Rewrite the passage of the LINQ provider question from "and 1 millions" to "by first query)", replacing "navproperty2table" with "childtable".

**Document segment**
-=-=-=-=-

Search code examples
linqsql-server-2008linq-to-sqlc#-4.0linq-to-entities

Recommend a fitting LINQ provider to me (SQL server, complex queries)


I've been using LINQ to SQL & to entities for a while and am overall very happy with them. However i know of their limitations and one in particular is becoming a large issue for me. When you do a complex nested query in the form of

MyContext.SomeTable
.Select(item=>new{
    item.SomeProperty1,
    item.SomeProperty2,
    item.NavigationProperty1
        .Select(nav1=> new {// retrieve some properties}), // This triggers a single query as long as don't have more than one subquery
    item.NavigationProperty2
        .Select(nav2=> new {// retrieve some properties}) // This triggers one query PER ROW in the original query
});

The providers i have tested are LINQ TO SQL / LINQ TO entities (and even worse, devart LINQConnect that fares worse and generates 1 per row on the first navigation property)

What i get now that is generated(pseudocode):

select t1.a,t1.b,t2.c,t2.d from mytable as t1
join navproperty1table as t2

and 1 millions (if there is 1 million results in the first set) of queries like this: select t3.e,t3.f from navproperty2table as t3 where id = X (X changing on X query to next element returned by first query)

-=-=-=-=-

**Extracted records**
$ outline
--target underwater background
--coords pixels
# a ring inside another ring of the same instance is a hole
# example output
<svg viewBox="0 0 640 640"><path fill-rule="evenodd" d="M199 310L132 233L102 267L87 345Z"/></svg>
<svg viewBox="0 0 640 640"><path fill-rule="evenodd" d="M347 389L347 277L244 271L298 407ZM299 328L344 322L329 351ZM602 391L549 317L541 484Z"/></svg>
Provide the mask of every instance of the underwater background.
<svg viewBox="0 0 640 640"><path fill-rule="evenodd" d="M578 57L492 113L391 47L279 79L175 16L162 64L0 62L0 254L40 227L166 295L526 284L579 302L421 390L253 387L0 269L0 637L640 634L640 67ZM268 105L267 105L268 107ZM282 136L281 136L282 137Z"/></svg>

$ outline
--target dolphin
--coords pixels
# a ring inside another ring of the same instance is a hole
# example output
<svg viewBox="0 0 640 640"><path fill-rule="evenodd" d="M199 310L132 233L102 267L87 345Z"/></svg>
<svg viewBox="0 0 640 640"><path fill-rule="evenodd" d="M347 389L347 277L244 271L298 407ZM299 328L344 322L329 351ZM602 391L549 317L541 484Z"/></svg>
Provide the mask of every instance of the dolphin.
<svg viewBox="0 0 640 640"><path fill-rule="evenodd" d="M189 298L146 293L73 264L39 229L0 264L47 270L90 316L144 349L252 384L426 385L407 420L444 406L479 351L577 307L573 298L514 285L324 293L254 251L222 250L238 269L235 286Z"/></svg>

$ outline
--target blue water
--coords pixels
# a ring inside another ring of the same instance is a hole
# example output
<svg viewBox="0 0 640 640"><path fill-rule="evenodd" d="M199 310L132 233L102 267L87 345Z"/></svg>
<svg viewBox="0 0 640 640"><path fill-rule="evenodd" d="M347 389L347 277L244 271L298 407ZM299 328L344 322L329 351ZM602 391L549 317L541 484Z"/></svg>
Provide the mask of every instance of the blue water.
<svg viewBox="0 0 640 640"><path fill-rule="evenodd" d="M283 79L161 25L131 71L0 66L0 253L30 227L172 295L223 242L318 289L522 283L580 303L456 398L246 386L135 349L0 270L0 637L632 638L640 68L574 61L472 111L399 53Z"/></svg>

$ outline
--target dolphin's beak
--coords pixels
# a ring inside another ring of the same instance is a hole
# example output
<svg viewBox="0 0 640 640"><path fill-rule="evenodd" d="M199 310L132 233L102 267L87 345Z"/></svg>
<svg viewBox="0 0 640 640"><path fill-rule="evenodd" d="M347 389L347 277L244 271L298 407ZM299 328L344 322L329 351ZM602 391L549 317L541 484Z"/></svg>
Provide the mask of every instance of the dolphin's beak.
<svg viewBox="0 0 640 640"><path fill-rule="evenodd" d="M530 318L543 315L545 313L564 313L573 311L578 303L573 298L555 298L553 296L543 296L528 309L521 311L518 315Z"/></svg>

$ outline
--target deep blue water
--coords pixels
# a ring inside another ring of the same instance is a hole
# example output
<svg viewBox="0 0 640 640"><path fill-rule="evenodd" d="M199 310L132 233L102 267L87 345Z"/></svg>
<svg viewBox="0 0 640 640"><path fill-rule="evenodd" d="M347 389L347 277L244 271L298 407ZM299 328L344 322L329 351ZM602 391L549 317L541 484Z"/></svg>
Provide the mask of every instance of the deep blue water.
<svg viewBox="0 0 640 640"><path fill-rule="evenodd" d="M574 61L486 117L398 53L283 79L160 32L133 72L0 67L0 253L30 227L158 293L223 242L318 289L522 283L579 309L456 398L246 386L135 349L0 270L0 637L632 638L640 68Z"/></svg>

-=-=-=-=-

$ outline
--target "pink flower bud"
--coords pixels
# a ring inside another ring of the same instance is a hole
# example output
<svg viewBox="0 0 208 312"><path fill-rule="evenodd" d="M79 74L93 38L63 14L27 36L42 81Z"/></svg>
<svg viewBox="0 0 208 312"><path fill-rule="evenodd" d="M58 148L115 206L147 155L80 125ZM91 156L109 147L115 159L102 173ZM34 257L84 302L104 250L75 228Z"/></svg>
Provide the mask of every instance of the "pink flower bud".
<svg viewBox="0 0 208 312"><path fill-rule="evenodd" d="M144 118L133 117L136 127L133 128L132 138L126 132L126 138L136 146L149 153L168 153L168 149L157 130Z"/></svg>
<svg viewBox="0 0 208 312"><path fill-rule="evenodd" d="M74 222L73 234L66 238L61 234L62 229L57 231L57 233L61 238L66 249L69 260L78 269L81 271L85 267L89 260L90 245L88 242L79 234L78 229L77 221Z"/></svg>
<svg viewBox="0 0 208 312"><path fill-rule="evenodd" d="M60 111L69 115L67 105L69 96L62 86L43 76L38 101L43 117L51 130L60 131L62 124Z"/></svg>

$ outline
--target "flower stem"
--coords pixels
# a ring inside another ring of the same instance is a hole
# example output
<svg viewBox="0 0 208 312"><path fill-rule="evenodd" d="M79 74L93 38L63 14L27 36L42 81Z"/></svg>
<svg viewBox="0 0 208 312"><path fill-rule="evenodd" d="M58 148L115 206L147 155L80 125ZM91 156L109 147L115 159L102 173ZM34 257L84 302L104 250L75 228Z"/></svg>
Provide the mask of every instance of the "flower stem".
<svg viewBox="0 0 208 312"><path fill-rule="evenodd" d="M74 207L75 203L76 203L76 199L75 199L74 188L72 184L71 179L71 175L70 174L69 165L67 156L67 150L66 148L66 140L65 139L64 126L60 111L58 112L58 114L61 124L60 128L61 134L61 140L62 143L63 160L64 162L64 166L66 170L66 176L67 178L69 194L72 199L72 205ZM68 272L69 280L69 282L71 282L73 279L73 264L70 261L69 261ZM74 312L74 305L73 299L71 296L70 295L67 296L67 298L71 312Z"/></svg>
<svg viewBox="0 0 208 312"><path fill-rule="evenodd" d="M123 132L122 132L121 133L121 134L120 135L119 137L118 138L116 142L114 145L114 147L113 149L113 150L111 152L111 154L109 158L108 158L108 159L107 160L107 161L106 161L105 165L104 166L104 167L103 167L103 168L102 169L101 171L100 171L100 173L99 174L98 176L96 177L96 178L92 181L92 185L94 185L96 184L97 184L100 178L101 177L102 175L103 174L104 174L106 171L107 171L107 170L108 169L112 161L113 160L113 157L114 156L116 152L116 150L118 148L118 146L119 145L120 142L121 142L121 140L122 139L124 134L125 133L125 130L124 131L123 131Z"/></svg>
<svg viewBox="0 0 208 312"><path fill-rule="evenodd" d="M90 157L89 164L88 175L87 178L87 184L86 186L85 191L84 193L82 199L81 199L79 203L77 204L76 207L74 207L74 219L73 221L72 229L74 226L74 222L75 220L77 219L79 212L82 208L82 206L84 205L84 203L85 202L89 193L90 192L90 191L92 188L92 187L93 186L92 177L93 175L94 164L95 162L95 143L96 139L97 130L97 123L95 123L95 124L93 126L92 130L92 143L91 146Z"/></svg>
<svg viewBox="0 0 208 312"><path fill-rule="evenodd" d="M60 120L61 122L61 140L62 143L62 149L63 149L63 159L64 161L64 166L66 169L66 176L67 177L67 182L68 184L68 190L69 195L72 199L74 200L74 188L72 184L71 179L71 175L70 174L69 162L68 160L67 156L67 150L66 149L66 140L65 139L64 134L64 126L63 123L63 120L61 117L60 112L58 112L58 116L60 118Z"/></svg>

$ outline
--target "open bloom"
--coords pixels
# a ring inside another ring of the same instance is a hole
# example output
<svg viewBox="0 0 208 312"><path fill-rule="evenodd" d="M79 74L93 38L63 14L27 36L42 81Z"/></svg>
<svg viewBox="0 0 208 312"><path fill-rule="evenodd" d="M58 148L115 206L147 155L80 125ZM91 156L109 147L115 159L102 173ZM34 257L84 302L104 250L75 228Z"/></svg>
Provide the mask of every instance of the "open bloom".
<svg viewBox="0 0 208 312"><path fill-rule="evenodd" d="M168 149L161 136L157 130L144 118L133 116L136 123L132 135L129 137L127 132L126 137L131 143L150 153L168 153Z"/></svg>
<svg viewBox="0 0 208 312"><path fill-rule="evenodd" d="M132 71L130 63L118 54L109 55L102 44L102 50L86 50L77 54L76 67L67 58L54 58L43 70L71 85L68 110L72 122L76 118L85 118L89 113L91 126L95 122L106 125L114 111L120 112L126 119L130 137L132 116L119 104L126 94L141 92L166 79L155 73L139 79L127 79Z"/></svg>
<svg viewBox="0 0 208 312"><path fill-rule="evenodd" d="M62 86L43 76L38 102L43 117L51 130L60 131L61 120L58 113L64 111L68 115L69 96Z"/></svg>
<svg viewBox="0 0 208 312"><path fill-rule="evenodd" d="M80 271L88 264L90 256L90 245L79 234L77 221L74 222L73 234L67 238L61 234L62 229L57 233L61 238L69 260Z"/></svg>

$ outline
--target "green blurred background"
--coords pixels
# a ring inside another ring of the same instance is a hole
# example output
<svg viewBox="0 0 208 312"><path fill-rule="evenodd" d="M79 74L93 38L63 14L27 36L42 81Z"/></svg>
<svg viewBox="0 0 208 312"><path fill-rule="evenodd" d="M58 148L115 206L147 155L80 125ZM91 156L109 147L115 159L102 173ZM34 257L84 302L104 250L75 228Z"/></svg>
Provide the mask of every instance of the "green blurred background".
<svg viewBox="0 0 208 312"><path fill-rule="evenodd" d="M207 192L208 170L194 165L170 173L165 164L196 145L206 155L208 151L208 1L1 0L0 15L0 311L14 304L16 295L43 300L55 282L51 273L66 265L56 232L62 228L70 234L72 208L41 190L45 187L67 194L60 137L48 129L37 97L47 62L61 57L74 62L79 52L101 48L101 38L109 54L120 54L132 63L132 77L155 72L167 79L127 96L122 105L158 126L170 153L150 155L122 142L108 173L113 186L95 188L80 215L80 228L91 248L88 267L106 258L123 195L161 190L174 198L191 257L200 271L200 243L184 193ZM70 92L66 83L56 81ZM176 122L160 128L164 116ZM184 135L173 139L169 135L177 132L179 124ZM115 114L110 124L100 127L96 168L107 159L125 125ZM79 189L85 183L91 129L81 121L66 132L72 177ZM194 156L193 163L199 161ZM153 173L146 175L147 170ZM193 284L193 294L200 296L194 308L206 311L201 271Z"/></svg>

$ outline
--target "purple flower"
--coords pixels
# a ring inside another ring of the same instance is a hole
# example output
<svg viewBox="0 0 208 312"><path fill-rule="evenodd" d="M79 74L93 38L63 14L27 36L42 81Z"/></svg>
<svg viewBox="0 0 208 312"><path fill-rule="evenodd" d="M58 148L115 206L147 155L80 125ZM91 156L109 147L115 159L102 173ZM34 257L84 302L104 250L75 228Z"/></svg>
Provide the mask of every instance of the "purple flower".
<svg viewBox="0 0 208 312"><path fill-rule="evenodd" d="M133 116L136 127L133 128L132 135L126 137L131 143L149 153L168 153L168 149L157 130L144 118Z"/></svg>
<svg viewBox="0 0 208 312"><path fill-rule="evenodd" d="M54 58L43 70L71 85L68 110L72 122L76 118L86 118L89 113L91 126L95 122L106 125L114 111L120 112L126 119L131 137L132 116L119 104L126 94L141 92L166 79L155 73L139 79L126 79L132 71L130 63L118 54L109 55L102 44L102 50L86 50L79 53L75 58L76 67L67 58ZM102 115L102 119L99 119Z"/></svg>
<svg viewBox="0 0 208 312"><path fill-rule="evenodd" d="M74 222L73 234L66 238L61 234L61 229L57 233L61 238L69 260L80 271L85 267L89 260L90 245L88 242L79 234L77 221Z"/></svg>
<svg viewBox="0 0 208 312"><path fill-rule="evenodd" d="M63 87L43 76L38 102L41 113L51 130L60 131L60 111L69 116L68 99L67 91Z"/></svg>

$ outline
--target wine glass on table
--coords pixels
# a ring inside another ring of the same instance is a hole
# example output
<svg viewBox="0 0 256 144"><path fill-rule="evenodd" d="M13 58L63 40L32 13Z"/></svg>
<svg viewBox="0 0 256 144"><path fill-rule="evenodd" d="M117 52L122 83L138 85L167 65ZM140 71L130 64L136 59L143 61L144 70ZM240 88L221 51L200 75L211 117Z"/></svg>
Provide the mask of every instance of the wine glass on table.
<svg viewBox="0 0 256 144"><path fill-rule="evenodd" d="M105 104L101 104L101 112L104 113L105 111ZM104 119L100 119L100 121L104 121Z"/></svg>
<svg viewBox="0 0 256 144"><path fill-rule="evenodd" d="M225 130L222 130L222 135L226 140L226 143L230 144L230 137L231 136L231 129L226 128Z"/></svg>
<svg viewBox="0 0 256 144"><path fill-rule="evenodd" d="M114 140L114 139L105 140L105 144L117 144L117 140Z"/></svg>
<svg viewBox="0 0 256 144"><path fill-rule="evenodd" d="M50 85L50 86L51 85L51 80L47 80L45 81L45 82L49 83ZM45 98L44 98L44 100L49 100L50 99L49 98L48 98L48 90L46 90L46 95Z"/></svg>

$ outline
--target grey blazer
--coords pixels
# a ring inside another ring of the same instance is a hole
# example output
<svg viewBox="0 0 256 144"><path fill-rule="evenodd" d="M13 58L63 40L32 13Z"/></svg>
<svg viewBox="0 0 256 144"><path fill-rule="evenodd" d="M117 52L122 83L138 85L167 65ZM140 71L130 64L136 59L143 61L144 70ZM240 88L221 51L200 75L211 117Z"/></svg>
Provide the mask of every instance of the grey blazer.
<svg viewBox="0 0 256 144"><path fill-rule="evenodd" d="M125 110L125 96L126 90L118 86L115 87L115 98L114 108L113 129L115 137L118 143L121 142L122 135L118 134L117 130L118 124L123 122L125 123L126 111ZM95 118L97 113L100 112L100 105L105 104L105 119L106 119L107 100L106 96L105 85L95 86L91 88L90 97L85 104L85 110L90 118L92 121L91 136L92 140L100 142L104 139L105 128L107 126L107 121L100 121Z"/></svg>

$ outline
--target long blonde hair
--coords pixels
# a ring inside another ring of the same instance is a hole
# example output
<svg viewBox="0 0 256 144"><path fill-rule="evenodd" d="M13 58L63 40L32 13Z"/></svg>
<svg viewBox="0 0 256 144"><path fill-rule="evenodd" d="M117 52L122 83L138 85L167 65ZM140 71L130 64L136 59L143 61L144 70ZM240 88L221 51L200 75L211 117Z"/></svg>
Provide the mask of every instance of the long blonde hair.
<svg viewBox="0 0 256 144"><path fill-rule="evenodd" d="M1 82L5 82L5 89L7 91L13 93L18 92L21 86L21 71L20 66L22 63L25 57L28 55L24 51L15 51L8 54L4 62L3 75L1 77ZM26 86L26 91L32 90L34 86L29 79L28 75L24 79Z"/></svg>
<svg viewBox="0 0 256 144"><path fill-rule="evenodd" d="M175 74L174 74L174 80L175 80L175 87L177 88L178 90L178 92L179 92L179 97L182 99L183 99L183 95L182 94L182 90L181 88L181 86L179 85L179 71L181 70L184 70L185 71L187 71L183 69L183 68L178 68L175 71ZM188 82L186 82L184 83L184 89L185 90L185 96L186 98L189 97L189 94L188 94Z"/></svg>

-=-=-=-=-

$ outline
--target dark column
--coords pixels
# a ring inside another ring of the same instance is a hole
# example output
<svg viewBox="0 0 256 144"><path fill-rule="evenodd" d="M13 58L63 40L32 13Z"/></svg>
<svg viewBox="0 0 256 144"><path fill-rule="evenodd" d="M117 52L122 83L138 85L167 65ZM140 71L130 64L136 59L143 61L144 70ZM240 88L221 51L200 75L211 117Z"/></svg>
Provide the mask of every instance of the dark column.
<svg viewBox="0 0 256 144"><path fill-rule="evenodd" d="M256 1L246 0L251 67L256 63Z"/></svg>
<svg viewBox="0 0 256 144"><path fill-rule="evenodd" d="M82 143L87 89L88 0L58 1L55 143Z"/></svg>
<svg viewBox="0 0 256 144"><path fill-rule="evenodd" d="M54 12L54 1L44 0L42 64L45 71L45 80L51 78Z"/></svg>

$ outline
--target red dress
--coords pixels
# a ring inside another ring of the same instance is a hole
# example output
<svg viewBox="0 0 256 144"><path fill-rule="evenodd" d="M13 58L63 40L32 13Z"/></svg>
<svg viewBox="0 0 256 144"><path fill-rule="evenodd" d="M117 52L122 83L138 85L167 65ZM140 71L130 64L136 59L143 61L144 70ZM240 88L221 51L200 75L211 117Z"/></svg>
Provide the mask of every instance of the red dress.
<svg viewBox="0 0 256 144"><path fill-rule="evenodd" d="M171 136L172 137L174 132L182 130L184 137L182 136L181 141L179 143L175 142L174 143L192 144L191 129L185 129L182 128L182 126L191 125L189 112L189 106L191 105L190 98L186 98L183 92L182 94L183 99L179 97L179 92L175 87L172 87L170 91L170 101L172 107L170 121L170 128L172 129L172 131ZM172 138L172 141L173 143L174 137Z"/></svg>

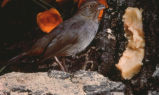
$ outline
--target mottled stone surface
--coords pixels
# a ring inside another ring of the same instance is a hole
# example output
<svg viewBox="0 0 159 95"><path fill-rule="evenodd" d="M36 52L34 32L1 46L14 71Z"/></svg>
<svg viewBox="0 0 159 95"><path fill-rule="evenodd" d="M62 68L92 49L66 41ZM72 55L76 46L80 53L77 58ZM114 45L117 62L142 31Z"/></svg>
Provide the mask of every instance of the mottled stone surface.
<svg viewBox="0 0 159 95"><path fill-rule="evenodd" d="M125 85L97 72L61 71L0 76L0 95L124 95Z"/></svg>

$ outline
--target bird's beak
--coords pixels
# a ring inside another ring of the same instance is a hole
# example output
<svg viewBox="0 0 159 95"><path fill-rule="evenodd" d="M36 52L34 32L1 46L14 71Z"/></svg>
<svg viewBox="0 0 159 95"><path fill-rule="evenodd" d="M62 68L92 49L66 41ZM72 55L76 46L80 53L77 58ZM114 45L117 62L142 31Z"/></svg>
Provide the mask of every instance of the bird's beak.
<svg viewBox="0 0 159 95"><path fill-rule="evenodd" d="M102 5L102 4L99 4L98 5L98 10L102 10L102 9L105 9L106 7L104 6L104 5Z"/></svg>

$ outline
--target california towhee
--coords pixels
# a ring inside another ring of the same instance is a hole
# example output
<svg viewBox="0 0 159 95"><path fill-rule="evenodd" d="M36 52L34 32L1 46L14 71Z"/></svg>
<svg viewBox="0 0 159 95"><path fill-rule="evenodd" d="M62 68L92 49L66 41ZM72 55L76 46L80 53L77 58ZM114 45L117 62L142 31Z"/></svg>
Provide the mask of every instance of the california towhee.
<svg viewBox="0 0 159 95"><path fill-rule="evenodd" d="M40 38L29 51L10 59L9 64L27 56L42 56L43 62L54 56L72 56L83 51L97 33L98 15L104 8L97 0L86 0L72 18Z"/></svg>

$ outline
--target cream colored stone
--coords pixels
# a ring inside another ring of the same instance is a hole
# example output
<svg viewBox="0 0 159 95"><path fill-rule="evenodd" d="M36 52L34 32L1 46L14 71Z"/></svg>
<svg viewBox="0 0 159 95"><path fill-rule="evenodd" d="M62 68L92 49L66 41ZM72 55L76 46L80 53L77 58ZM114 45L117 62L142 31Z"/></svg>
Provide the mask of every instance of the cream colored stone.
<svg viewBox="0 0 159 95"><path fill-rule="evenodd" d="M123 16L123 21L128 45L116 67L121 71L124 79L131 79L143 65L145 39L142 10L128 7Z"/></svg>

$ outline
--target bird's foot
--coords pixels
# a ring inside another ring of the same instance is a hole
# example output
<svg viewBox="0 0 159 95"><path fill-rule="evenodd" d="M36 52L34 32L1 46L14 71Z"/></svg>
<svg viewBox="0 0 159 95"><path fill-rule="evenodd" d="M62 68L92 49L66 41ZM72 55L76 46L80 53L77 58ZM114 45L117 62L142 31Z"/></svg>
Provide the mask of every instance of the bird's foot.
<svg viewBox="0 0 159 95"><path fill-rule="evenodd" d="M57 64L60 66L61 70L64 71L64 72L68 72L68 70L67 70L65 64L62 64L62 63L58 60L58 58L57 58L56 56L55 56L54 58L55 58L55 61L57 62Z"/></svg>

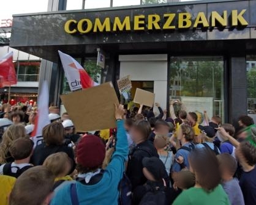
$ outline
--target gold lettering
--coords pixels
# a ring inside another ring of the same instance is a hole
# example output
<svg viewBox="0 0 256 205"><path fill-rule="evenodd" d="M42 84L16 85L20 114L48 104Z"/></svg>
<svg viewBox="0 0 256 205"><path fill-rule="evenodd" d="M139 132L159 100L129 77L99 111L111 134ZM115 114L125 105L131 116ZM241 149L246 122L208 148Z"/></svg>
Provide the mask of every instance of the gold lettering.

-=-=-=-=-

**Finished task**
and 1 millions (if there is 1 million results in the first set) of queries like this: select t3.e,t3.f from childtable as t3 where id = X (X changing on X query to next element returned by first query)